Data listing
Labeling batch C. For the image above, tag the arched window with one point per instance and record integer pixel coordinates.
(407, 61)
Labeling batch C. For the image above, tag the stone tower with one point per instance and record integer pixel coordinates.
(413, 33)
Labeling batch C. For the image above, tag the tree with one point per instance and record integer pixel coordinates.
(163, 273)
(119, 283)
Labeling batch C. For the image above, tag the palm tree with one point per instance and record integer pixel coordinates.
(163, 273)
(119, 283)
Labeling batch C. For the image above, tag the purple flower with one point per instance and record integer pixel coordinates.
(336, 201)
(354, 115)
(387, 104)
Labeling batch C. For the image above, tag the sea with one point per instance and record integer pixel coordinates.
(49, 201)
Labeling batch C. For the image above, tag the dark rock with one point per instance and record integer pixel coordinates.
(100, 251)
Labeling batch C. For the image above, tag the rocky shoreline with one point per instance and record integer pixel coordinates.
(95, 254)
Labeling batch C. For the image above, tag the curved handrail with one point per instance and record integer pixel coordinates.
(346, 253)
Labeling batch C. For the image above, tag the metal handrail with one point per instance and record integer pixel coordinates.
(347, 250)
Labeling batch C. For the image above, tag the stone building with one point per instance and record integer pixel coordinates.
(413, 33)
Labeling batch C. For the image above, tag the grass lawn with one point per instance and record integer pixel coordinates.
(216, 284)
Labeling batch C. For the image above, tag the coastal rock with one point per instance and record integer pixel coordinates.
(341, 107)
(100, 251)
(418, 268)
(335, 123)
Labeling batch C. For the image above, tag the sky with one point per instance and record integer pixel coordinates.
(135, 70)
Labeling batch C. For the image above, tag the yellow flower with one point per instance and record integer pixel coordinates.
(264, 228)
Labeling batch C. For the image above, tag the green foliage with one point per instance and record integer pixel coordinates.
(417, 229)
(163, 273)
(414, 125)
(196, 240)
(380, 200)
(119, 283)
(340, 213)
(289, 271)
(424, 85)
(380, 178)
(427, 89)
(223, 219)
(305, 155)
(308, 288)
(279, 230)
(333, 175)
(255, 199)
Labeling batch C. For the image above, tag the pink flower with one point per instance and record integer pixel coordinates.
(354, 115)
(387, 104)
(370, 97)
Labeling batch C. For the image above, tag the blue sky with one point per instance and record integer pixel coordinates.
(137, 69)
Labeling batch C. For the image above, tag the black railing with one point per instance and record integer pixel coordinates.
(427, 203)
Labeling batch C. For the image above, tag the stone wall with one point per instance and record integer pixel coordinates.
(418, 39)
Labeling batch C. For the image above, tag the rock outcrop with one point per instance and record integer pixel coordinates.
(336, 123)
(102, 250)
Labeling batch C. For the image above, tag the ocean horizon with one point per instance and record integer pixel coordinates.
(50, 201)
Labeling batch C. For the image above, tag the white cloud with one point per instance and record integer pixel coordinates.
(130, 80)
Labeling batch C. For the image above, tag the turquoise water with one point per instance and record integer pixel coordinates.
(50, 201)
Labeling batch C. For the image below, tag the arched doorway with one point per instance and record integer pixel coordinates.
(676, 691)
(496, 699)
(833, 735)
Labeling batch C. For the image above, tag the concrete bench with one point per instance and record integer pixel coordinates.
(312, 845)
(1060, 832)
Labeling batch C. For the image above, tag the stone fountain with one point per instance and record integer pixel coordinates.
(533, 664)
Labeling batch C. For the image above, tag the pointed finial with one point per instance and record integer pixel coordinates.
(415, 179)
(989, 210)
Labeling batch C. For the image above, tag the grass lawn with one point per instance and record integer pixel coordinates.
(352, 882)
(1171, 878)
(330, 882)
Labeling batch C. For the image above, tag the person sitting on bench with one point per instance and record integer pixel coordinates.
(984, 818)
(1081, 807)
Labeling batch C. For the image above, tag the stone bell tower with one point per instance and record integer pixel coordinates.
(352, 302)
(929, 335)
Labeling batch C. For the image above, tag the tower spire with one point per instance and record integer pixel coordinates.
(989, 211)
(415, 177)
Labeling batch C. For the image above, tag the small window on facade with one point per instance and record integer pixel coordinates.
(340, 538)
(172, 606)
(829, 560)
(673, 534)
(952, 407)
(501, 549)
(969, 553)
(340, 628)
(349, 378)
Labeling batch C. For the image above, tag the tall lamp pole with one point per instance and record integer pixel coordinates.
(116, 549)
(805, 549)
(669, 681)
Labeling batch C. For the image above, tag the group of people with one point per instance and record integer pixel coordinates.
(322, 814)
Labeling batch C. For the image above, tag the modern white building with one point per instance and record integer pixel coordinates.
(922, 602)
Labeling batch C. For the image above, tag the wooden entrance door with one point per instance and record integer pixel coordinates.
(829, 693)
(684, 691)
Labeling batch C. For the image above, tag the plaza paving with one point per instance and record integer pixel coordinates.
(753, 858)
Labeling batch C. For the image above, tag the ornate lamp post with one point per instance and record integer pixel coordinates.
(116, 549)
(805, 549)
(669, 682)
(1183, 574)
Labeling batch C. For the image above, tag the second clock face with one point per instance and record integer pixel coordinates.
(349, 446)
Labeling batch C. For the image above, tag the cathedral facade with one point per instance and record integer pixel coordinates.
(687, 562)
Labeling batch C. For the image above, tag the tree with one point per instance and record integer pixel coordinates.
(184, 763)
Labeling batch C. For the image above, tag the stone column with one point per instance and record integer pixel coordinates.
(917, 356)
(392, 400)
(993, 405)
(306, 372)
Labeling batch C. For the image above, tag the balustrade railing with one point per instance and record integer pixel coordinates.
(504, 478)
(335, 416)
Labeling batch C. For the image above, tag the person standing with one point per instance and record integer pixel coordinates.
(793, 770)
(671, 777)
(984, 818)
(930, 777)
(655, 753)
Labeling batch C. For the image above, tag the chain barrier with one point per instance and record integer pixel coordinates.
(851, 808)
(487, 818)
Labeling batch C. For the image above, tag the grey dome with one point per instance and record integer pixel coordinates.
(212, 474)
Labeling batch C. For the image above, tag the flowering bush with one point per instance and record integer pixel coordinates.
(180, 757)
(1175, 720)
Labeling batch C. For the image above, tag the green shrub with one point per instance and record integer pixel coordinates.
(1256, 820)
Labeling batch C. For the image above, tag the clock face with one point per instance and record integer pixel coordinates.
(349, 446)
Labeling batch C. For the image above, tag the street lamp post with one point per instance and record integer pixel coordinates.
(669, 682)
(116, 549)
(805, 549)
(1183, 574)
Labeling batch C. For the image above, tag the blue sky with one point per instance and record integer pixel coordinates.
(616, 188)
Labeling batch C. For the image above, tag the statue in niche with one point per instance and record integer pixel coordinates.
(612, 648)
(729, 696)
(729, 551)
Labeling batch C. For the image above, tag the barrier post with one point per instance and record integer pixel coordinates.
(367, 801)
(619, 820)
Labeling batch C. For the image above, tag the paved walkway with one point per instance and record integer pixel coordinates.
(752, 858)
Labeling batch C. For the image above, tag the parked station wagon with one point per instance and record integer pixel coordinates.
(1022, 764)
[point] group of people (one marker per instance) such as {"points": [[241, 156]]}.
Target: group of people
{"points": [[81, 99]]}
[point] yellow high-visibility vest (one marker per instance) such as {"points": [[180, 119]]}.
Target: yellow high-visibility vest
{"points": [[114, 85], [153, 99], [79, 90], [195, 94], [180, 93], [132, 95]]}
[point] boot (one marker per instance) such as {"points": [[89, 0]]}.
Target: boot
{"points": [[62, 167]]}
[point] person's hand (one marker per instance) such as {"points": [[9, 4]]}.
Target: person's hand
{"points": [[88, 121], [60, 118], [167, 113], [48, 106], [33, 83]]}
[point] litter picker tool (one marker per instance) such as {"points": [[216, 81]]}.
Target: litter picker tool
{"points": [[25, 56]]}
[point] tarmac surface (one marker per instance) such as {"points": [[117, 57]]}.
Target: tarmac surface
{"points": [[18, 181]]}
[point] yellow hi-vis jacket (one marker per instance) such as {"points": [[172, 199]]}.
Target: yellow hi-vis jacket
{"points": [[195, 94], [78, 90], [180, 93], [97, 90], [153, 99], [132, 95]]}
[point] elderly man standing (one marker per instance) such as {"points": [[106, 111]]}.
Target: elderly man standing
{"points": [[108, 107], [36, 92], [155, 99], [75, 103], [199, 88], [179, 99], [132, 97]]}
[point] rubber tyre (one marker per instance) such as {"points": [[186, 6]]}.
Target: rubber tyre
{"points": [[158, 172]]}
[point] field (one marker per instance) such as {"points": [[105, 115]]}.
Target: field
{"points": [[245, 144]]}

• [Problem requirements]: Can you echo the records word for word, starting at the line that contains "[point] yellow hi-vis" and continuing through the last line of the records?

• [Output]:
[point] yellow hi-vis jacket (one marker per instance) such as {"points": [[172, 199]]}.
Target: yellow hi-vis jacket
{"points": [[195, 94], [78, 90], [180, 93], [97, 90], [153, 99], [132, 95]]}
[point] elderly man standing (one marker per instance) such as {"points": [[106, 111]]}.
Target: elderly man standing
{"points": [[108, 107], [36, 92], [155, 99], [75, 103], [199, 88], [179, 99], [132, 97]]}
[point] rubber tyre (one marker per instance) such as {"points": [[186, 6]]}.
Target: rubber tyre
{"points": [[158, 172]]}
[point] field (one marker per instance) such as {"points": [[105, 115]]}.
Target: field
{"points": [[245, 144]]}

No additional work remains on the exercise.